• [Work required]
Please quote only the lines that start at the one with "Find the sign" and go on to the last line of the data, both ends kept.

· · · · · · ·

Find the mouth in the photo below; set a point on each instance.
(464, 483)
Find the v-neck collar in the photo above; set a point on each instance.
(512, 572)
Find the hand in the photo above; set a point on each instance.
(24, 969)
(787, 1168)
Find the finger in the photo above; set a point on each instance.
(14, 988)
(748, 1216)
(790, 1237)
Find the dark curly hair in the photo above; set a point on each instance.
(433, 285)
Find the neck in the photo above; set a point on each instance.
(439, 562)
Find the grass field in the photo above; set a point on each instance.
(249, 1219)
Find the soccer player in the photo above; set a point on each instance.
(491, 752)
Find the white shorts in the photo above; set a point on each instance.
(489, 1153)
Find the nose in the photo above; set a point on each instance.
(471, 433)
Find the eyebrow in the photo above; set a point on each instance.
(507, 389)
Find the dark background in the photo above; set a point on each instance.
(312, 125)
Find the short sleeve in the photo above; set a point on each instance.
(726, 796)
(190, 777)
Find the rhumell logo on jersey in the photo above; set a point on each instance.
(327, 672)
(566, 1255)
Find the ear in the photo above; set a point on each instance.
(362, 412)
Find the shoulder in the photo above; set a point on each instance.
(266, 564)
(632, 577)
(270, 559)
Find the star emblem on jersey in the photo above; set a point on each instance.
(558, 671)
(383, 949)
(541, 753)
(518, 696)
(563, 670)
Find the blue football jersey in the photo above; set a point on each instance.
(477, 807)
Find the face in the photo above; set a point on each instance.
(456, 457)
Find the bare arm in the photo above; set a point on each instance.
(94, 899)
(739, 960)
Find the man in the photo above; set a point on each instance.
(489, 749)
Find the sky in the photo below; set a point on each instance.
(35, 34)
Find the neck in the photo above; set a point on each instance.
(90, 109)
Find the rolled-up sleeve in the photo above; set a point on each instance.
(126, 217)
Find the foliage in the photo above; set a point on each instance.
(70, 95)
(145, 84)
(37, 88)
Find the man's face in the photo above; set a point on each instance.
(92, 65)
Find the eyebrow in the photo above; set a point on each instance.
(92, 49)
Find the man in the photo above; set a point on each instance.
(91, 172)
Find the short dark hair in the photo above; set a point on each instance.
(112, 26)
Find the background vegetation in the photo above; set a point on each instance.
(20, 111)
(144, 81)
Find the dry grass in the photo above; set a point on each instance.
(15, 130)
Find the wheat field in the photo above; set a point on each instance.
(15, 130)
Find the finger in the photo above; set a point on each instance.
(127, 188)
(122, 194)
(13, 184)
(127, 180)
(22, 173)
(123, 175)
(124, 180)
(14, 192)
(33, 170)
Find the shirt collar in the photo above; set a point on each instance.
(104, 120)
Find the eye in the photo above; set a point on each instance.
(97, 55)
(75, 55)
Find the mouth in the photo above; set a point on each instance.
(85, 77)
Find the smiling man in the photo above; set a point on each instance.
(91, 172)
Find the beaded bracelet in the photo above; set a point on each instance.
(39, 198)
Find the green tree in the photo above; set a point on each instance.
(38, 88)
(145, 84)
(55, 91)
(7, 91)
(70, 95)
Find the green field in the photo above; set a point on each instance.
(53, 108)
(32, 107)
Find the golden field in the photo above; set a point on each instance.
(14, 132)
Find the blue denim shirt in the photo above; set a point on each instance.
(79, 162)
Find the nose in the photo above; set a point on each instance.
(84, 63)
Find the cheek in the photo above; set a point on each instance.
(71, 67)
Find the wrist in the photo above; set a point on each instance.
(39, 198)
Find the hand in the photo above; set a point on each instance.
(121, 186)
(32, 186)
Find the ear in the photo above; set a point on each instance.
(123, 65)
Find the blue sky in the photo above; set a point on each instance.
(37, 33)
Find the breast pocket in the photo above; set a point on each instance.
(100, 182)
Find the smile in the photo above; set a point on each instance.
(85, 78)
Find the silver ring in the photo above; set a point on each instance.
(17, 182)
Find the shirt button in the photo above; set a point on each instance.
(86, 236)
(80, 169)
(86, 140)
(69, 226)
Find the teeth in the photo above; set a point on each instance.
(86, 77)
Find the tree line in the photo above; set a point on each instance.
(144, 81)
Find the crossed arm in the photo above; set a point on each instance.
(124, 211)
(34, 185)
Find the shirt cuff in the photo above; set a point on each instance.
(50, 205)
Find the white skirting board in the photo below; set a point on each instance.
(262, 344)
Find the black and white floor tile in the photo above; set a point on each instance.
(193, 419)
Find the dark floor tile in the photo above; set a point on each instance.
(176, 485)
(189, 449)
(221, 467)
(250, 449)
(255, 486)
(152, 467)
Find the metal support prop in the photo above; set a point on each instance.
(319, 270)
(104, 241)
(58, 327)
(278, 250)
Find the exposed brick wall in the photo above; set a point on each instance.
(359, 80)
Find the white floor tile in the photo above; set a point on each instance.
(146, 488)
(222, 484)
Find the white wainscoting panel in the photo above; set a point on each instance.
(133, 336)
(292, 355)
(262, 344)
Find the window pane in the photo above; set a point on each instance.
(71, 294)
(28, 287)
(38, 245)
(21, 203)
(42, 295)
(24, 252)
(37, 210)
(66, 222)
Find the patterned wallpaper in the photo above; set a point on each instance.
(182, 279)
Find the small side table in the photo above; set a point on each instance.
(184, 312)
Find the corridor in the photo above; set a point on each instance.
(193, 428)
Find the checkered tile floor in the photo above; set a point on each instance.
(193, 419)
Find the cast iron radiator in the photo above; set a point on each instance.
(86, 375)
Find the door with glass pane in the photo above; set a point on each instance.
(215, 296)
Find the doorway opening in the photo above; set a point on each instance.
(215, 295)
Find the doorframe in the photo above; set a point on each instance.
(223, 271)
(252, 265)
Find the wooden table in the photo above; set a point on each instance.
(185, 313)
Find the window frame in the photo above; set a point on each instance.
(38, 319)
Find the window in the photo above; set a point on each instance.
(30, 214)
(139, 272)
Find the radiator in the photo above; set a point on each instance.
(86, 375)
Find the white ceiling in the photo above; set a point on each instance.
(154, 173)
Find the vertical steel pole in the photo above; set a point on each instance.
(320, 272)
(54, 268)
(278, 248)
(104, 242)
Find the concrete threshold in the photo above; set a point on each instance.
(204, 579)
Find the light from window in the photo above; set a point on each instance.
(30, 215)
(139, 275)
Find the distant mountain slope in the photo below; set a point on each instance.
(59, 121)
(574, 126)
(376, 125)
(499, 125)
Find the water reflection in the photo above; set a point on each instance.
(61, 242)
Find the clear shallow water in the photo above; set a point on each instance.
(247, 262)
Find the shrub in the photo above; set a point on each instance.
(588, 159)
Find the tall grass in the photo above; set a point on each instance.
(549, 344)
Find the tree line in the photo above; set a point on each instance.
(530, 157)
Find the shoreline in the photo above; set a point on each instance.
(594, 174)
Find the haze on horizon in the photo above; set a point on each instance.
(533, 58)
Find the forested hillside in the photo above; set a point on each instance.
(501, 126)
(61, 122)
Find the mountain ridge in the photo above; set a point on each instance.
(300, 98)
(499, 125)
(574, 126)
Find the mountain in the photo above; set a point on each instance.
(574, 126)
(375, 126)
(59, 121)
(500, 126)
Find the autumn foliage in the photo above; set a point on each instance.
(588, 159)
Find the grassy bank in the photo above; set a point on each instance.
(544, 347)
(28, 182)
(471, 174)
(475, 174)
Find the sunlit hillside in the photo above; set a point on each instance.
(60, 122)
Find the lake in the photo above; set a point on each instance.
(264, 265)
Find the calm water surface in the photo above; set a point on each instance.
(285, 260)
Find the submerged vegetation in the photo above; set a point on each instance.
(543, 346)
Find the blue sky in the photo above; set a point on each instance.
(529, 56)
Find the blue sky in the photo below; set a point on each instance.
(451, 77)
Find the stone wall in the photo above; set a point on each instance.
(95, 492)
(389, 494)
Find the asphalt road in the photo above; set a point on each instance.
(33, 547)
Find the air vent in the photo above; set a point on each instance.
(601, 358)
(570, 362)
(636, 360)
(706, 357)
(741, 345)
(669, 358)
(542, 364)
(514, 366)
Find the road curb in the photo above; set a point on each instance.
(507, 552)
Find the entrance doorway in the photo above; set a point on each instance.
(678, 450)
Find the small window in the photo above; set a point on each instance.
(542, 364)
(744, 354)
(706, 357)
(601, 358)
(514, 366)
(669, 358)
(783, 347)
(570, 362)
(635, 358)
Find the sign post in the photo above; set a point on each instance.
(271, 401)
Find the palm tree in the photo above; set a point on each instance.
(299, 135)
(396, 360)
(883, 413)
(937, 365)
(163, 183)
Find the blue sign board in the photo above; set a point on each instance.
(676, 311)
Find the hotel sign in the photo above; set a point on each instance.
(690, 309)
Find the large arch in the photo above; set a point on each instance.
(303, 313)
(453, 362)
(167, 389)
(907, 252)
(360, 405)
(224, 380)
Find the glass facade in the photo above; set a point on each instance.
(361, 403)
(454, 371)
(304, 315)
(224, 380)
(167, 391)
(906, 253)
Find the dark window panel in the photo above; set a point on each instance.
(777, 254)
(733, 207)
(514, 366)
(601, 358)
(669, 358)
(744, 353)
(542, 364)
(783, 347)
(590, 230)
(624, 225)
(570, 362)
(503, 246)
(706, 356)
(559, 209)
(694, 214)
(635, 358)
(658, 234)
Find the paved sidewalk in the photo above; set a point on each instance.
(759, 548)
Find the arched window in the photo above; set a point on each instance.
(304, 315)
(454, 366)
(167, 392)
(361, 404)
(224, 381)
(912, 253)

· · · · · · ·

• [Task answer]
Find the sign post in the photo above; set a point on each instance.
(271, 401)
Find the palm tree in the photo above; set a point on each instance.
(299, 135)
(396, 360)
(883, 413)
(937, 365)
(163, 183)
Find the blue sign board in the photo above; set a point on each instance.
(676, 311)
Find the hotel sign in the photo above; set a point on each instance.
(690, 309)
Find the large arch in the photo above; set a point on each instance.
(303, 313)
(453, 362)
(167, 389)
(907, 252)
(360, 405)
(224, 380)
Find the glass facade in the photo above; set a point on each instance.
(361, 403)
(454, 371)
(304, 315)
(224, 380)
(167, 391)
(906, 253)
Find the dark window panel in the photo above; set a point on each instance.
(777, 254)
(733, 207)
(514, 366)
(601, 358)
(669, 358)
(744, 353)
(542, 364)
(783, 347)
(590, 230)
(624, 225)
(570, 362)
(503, 246)
(706, 356)
(559, 209)
(694, 214)
(635, 358)
(658, 234)
Find the paved sidewalk in the photo above; set a point on each instance.
(759, 548)
Find the arched window in the photo above; set a point on each instance.
(304, 315)
(454, 366)
(167, 392)
(361, 404)
(224, 381)
(912, 253)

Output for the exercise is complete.